→ **DOCUMENT SEGMENT**:
------------------------------------------------------------------------

Analyze using SQL
Create PerfGazer views
PerfGazer exposes SQL queries (called snippets) to create temporary views to access the PerfGazer data produced by the Spark application.
You can run those snippets to perform analytics on the SQL queries, jobs, etc.
Within the Spark application, you can access such snippets by doing:
import com.amadeus.perfgazer.PerfGazer
val perfGazer = PerfGazer.instance.getOrElse(throw new RuntimeException("Oops"))
val snippets: Set[String] = perfGazer.getSnippets
// snippets.foreach(println) // print them
// snippets.foreach(spark.sql) // launch them
Additionally, at Spark application shutdown, PerfGazer will display those snippets in the logs (info log level). You can copy and paste them in a notebook to start performing investigations.
-- Copy and paste the snippets shown in the logs by Perfgazer during shutdown (info level)

------------------------------------------------------------------------

→ **REQUIRED TASK A**: Quote the entries verbatim, beginning with the line that contains "of the olive" and continuing through the end of the entries.

Collection entries:
------------------------------------------------------------------------

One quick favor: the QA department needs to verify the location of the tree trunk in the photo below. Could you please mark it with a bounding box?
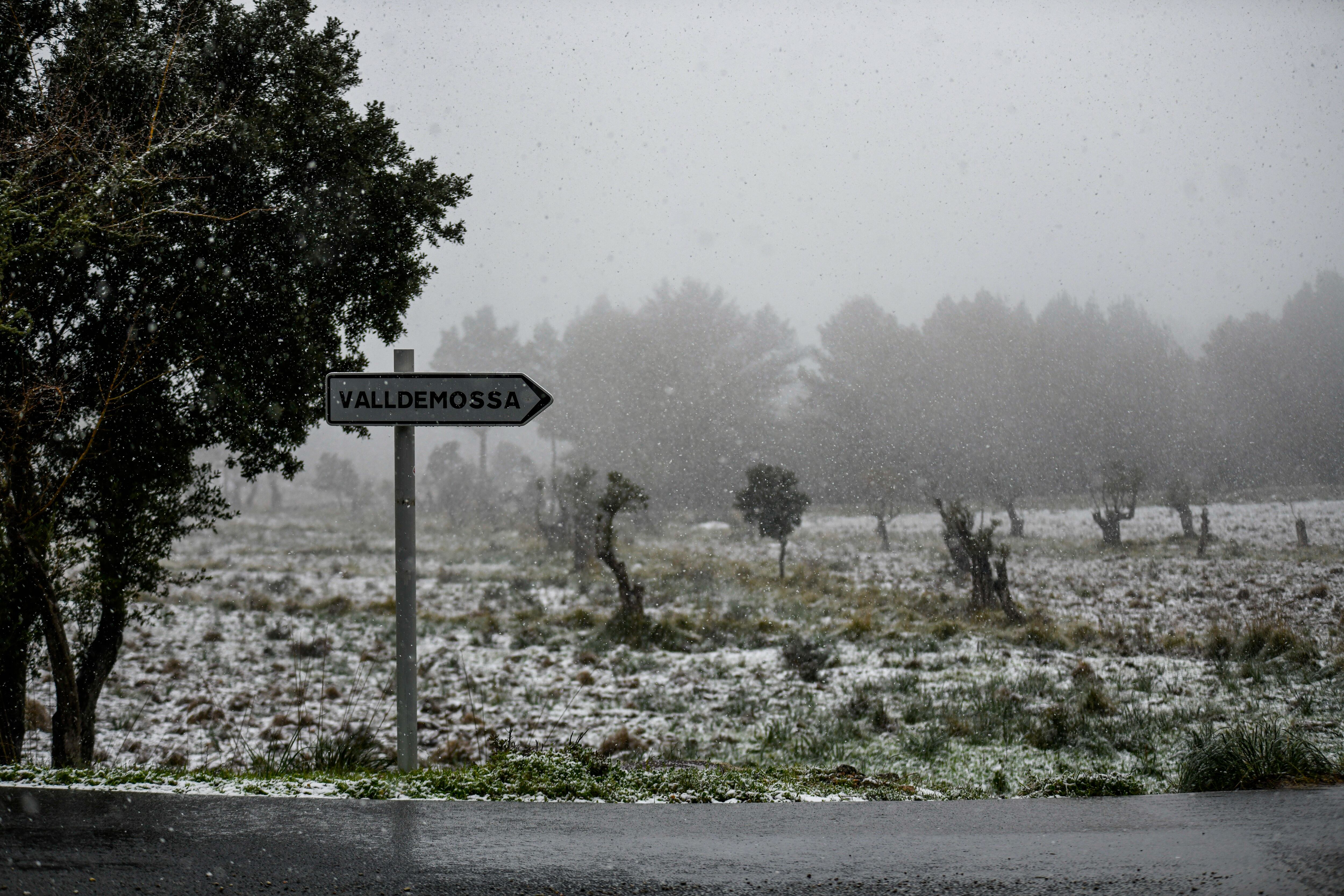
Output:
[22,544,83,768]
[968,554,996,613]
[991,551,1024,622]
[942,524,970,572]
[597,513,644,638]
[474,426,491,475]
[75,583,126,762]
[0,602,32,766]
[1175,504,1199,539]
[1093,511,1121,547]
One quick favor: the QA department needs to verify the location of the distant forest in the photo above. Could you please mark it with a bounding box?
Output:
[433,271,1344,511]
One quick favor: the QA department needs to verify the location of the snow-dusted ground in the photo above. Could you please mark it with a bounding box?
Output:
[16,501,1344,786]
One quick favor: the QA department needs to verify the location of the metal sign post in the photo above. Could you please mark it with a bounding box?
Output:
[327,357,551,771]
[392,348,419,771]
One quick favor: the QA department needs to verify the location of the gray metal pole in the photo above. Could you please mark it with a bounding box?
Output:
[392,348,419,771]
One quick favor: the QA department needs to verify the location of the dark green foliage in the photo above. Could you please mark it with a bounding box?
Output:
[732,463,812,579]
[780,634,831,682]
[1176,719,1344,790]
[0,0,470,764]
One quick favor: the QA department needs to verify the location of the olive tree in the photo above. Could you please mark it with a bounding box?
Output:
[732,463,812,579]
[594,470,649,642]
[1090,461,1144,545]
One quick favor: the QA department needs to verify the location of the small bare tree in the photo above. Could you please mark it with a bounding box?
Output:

------------------------------------------------------------------------

→ **REQUIRED TASK B**: Condense the paragraph of the PerfGazer documentation that begins "Additionally, at Spark application shutdown" into a single shorter sentence that keeps its main facts.

→ **WORKED SOLUTION A**:
One quick favor: the QA department needs to verify the location of the olive tree in the photo above. Could you please mark it with a bounding box?
Output:
[732,463,812,579]
[594,470,649,642]
[1090,461,1144,545]
One quick favor: the QA department needs to verify the location of the small bare tree in the photo above. Could you please mark it with a bounding box?
Output:

→ **WORKED SOLUTION B**: When the Spark application shuts down, PerfGazer writes the snippets to the logs at info level, and they can be copied into a notebook to begin investigating.